> TASK DIRECTIONS
Begin at the line that contains "target: green plant" and repeat every line from there to the end of the records below, inclusive, without adding any other line.

> DATA UNDER STUDY
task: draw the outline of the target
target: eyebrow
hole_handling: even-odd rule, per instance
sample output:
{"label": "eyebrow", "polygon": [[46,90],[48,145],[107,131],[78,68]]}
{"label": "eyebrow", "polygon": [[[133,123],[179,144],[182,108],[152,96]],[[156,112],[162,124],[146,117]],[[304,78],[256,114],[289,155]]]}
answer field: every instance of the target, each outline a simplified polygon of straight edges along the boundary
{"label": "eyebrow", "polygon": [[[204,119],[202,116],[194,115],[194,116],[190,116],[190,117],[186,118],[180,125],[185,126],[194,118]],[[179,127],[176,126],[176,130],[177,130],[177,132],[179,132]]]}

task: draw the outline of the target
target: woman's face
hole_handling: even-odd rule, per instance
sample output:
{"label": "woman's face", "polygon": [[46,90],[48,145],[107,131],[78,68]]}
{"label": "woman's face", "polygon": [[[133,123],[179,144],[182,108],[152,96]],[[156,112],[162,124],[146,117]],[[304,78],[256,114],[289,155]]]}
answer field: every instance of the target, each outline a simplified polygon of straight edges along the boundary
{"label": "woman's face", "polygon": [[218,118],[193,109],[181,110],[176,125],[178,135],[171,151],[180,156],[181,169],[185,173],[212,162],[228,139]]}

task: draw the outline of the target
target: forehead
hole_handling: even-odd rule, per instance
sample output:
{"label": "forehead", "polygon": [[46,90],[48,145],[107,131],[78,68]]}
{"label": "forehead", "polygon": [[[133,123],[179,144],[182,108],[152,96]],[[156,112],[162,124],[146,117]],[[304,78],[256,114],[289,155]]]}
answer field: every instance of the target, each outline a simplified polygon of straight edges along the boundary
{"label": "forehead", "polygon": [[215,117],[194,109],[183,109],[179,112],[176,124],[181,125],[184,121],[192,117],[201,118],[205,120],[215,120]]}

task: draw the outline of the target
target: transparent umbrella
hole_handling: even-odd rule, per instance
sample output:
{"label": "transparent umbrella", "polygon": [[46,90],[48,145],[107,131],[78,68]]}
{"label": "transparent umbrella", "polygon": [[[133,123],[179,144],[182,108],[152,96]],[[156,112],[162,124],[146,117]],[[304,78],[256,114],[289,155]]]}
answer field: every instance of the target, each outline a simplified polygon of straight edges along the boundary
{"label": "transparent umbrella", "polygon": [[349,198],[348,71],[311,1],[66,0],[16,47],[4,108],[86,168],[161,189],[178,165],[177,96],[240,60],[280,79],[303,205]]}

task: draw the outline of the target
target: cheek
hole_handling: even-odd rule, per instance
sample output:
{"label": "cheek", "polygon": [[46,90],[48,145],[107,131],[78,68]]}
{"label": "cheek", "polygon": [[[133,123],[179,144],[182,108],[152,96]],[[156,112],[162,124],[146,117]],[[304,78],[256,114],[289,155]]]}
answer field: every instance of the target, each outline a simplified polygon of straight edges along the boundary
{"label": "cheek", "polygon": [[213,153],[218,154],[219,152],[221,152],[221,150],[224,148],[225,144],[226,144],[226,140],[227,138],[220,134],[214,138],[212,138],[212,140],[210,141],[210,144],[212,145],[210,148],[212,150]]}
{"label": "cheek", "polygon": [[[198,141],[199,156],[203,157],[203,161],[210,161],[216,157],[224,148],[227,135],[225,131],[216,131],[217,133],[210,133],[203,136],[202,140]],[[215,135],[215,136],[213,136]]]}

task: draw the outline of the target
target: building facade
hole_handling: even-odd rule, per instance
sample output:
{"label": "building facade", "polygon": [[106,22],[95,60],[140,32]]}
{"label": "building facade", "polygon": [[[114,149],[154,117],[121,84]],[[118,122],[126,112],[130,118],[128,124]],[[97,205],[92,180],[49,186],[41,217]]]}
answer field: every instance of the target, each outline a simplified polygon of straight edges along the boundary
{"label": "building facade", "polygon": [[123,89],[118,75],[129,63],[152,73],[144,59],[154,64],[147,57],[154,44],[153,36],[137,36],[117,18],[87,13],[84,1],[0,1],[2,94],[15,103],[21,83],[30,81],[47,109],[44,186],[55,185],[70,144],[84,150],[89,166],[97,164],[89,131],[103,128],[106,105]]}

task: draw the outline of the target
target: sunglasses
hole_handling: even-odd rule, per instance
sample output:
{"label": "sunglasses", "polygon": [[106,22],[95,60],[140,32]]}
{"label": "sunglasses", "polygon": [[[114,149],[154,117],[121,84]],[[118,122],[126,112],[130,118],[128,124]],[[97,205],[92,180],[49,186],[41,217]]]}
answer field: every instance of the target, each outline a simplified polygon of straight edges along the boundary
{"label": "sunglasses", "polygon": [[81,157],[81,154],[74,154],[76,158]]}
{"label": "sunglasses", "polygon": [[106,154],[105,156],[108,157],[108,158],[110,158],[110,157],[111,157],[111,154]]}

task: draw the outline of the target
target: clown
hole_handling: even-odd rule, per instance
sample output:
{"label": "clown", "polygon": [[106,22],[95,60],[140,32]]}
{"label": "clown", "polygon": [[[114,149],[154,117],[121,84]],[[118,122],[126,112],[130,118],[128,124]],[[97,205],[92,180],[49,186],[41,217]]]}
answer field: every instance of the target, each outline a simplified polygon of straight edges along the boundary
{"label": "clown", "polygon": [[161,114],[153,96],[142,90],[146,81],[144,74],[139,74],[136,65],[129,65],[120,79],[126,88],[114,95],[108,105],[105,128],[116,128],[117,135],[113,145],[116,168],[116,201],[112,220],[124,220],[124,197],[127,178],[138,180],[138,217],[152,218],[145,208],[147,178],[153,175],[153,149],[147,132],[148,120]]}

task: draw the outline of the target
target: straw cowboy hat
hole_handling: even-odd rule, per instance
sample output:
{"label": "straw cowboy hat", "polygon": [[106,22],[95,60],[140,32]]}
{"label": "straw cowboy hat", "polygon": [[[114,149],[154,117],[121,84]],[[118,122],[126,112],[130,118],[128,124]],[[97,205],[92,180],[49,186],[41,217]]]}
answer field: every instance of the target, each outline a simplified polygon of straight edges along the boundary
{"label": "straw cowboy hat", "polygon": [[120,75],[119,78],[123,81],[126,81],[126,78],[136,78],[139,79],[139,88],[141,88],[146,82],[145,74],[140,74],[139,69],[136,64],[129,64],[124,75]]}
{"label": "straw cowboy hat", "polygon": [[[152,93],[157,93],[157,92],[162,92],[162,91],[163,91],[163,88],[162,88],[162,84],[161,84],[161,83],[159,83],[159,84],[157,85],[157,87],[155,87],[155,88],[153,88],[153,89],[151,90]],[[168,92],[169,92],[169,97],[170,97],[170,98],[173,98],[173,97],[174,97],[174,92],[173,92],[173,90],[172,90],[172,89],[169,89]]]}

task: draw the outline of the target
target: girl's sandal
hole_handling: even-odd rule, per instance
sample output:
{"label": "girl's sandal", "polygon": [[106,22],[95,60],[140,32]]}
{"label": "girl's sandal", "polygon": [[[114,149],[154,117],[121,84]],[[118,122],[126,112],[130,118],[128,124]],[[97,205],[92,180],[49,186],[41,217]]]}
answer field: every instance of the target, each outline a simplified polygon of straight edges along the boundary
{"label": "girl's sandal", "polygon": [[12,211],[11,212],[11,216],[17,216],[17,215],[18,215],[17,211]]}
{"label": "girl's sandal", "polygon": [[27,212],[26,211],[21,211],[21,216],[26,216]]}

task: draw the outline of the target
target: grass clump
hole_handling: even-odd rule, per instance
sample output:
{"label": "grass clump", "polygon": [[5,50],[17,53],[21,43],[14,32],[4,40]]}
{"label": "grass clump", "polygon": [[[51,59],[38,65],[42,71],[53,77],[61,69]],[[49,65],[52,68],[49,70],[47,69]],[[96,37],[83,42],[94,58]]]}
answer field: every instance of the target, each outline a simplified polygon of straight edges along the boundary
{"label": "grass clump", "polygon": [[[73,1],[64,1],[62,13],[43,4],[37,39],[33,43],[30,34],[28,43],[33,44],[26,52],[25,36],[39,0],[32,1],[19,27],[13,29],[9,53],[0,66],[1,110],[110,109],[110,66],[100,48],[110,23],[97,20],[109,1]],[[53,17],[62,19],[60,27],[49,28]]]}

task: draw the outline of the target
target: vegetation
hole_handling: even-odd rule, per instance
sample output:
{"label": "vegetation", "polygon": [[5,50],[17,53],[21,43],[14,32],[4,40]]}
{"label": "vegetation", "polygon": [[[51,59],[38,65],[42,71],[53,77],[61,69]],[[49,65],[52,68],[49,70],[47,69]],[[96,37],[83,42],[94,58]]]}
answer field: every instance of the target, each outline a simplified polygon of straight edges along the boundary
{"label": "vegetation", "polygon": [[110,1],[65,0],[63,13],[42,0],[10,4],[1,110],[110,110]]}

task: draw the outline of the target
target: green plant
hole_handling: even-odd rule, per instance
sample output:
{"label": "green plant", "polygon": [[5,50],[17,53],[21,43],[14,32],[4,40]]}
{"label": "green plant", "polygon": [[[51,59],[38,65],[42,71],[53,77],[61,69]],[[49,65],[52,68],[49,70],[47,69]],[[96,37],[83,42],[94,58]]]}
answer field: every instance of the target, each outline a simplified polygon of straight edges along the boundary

> ANSWER TO THIS PROBLEM
target: green plant
hole_handling: even-odd rule, per instance
sample output:
{"label": "green plant", "polygon": [[5,50],[17,53],[21,43],[14,32],[4,40]]}
{"label": "green plant", "polygon": [[[51,59],[38,65],[42,71],[53,77],[61,69]],[[49,65],[52,68],[49,70],[47,69]],[[96,37],[83,42],[94,58]]]}
answer field: every instance of the target, each outline a simplified polygon of straight edges along the boundary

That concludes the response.